BRIEF: Reproduce exactly, and nothing but, the lines between the one with "the rear spoiler?" and the end of the entries, both ends included.

#### RECORDS FOR THIS EXERCISE ####

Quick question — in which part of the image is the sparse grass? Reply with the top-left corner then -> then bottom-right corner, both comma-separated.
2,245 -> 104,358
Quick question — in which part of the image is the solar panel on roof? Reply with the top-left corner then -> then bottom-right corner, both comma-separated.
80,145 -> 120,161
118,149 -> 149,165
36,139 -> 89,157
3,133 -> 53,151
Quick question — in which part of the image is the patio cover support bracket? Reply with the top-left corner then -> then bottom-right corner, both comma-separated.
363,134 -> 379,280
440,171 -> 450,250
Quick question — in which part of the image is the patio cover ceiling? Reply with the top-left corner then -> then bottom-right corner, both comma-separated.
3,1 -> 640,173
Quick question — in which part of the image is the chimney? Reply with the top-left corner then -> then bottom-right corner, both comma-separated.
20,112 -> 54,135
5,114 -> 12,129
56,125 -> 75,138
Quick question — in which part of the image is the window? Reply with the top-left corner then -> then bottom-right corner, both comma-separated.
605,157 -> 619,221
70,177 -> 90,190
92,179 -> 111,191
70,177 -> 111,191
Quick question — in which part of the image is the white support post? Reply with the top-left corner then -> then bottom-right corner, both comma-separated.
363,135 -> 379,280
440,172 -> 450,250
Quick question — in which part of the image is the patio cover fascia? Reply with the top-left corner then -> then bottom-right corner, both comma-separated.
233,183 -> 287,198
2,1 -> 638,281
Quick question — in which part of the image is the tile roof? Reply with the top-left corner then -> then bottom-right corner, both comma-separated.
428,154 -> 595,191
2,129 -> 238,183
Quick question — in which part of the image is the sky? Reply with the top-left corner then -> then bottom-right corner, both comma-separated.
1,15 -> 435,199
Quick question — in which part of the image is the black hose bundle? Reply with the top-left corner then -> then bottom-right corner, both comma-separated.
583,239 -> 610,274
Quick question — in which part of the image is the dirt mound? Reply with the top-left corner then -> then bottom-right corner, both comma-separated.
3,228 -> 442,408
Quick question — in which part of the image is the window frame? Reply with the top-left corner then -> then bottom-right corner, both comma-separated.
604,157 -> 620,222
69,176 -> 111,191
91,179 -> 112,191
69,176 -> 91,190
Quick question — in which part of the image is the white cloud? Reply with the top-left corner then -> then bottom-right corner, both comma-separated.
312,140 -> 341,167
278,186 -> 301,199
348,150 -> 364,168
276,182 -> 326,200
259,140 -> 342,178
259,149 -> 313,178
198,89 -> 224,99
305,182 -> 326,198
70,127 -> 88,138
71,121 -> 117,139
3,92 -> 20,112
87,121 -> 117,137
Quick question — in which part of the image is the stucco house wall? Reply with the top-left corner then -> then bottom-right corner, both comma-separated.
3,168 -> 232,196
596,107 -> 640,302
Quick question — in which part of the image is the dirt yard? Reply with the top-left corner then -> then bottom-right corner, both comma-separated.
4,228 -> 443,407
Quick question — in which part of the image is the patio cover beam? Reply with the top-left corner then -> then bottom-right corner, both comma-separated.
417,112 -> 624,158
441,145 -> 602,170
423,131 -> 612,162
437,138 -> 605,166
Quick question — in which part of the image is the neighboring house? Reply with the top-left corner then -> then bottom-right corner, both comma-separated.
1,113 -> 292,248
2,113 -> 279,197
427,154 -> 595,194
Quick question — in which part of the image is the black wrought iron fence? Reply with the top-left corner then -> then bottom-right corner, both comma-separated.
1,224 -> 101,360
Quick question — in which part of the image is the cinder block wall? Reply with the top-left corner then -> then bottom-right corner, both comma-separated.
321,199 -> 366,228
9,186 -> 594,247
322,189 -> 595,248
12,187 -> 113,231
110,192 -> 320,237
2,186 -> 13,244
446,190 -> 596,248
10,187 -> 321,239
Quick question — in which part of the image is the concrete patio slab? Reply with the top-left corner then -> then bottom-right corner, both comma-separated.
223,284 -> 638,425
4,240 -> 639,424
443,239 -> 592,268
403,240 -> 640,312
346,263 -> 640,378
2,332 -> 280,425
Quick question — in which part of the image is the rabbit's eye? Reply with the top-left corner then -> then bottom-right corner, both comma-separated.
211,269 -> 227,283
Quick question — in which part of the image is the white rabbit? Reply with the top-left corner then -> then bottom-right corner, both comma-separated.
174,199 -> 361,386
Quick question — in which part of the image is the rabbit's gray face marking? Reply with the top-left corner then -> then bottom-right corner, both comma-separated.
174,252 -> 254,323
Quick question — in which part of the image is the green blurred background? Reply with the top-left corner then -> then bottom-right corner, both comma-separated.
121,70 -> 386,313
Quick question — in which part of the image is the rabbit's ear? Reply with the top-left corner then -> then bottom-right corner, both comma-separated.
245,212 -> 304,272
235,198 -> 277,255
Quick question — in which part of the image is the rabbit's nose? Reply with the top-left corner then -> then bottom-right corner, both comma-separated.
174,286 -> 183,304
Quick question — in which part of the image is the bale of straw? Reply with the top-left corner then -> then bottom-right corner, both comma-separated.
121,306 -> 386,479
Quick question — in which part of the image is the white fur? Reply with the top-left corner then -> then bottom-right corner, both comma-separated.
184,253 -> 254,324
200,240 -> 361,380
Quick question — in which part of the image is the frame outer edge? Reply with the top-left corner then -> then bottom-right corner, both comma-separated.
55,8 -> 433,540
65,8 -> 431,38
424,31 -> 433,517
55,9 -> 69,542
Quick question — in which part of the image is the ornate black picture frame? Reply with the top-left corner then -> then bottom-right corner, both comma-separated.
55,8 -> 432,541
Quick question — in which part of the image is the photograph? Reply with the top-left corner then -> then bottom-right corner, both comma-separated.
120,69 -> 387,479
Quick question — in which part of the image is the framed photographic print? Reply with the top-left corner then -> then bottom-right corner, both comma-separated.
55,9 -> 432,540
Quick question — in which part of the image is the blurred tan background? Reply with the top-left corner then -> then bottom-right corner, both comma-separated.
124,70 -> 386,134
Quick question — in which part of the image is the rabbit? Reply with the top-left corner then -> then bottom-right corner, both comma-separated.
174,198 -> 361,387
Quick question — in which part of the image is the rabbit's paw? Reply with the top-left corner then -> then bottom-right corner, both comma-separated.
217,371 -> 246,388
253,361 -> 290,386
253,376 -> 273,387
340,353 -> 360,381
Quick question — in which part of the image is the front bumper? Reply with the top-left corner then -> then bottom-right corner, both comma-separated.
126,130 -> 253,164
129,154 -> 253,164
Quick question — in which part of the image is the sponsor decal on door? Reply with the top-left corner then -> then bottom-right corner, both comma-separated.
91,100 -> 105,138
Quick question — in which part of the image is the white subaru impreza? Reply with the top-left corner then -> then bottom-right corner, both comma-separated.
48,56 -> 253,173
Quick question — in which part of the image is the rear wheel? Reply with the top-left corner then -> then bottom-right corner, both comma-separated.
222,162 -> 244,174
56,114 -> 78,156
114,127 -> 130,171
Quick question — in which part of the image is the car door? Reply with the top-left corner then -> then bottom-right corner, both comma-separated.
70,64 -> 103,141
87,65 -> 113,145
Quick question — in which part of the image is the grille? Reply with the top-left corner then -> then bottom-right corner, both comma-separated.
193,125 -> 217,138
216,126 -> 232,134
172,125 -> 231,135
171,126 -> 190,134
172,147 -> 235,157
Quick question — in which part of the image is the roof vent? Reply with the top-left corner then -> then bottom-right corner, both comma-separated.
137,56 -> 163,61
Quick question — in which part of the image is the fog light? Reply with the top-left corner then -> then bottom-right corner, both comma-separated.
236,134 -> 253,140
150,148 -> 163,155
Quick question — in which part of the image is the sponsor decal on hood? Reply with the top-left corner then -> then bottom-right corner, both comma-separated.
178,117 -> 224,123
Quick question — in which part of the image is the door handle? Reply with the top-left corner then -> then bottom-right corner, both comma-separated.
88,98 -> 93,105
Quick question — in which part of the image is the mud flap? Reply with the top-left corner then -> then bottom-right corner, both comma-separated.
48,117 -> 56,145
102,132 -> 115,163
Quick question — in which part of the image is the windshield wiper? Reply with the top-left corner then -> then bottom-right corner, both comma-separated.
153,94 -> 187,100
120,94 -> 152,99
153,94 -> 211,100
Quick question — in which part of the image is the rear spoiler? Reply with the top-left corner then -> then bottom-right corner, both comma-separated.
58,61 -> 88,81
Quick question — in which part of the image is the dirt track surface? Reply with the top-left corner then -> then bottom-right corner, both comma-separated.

####

RESULT:
Quick question — in which part of the image is the rear spoiler? Reply with the top-left corner then -> then bottom-right corner, both comma-separated.
58,61 -> 88,81
Quick question — in which part of the image is the dirt track surface? Reply with the top-left corner then -> then bottom-right corner, both comma-separated.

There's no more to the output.